### [WHAT YOU NEED TO DO]
Copy out all of the material below word for word, keeping every line in its original order.

### [LISTING]
>> START

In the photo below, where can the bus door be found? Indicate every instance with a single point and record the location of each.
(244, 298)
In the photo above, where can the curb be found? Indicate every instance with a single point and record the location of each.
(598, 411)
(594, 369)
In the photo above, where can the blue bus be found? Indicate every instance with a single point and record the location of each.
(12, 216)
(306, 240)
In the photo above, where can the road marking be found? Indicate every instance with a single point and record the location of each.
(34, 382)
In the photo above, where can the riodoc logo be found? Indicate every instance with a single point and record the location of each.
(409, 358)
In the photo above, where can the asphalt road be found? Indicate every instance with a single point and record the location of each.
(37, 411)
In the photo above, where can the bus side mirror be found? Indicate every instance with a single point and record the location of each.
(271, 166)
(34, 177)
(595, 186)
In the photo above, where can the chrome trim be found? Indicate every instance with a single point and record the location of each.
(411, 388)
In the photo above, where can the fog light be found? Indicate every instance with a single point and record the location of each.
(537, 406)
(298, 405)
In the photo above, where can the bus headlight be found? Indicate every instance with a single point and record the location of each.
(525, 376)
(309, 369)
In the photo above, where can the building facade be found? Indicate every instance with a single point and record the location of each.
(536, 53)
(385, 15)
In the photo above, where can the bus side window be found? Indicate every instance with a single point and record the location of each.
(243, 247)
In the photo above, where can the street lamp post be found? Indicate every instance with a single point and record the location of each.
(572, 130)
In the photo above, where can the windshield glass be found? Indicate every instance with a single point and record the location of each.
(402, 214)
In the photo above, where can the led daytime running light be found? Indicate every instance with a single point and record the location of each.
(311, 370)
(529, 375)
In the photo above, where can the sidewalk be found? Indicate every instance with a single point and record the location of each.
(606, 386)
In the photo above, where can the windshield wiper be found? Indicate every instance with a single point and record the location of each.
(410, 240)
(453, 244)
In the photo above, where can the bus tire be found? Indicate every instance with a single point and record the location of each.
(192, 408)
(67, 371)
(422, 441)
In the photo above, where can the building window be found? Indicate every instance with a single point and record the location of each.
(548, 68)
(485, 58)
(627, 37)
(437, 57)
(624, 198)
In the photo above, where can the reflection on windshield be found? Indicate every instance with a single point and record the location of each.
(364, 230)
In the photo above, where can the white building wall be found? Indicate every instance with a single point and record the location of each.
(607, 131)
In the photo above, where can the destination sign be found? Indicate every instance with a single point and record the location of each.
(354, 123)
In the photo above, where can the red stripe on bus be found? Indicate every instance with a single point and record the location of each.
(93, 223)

>> END

### [COMPLETED EXERCISE]
In the photo below, where can the bus door be found? Indicate every instance with a single point and record the location of each.
(244, 298)
In the photo above, where can the curb be found? Indicate every instance with a single point and record the location of each.
(598, 411)
(594, 369)
In the photo above, where can the blue bus be found? Indicate every instance with a single point and record the location of each.
(12, 216)
(306, 240)
In the photo above, where can the road marking be found? Indicate every instance with a single point and record the location of each.
(34, 382)
In the photo above, where can the riodoc logo be found? Indicate every instance with a single point and record the location of each.
(409, 358)
In the photo above, where can the asphalt road be found? Indicate every instance with a single point and record the location of each.
(37, 411)
In the photo above, where can the bus side mirror be found? Indicate every instance with a single point and record the location of each.
(271, 166)
(34, 177)
(595, 186)
In the photo above, where can the chrome trim be found? Indicate every instance with a single point and record the location of each.
(411, 388)
In the photo above, where can the fog light be found? Indicate every instance with a single point and record the location of each.
(537, 406)
(298, 405)
In the photo above, where can the bus headlight be found? Indicate every instance with a single point and record the location of each.
(525, 376)
(309, 369)
In the photo above, where can the building facade be found? Indicate every instance with a single point and record the location of each.
(536, 53)
(385, 15)
In the photo above, where can the bus side window be found? Indicate every instance with a single point and record the location of each.
(243, 247)
In the photo above, where can the street lamp post be found? Indicate every instance with a single point and record the location of each.
(572, 130)
In the photo above, where can the windshield glass be found? Indicate every instance with a single point and record the location of each.
(402, 214)
In the photo above, where can the led daytime running light be found? Indicate every instance with a single point and record the location of each.
(311, 370)
(529, 375)
In the photo above, where can the sidewalk be found? Indicate every instance with a single point and record the location of each.
(606, 386)
In the photo above, where can the windshield wiper be found? Indicate every instance with a single point and record the location of each.
(410, 240)
(453, 244)
In the photo above, where can the bus tire be found? Indicate every instance with a single point and record the location of each.
(192, 408)
(67, 371)
(422, 441)
In the photo above, where can the building window be found? Indicate every instance with a single point and record the location of each.
(548, 68)
(485, 58)
(627, 37)
(437, 57)
(624, 198)
In the photo above, where can the reflection on windshield be found? Indicate every instance with a single point and record the location of each.
(364, 230)
In the photo above, where can the white building wall be found? Indicate every instance with a single point and record the location of each.
(607, 131)
In the photo above, where can the destination sign be found? Indicate every instance with a single point and record the location of each.
(354, 123)
In the photo above, where can the red stripe on bus be found? Indicate every instance with a single point and record the location of each.
(93, 223)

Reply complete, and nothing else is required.